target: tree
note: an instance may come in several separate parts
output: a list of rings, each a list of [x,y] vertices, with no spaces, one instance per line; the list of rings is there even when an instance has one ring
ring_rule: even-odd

══════════

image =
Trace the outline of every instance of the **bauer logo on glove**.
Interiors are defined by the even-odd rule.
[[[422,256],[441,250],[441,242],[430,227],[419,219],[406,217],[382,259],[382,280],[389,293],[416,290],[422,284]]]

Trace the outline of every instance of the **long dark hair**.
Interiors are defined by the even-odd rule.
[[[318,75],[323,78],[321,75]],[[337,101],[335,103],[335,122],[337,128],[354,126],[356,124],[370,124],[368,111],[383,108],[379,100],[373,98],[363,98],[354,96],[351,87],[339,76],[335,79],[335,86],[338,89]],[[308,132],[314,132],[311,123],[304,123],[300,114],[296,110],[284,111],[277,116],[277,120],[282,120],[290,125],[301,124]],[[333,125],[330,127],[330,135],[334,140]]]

══════════

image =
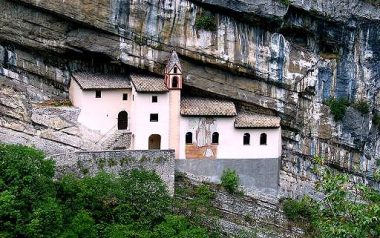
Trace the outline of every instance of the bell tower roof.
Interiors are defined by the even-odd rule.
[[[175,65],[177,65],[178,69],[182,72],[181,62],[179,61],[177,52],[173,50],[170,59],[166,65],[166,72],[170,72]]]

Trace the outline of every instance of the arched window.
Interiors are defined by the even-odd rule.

══════════

** Your objective **
Working from the material above, restate word for word the lines between the line with "target: tree" and the line with "ring_rule: even-odd", both included, and only those.

** Reply to the exercise **
target: tree
note: an instance may come in several separate parts
output: a list of rings, each a list of [x,y] vertices, with no spaces, one instance per line; the list of rings is there even when an instance has one ring
ring_rule: even-odd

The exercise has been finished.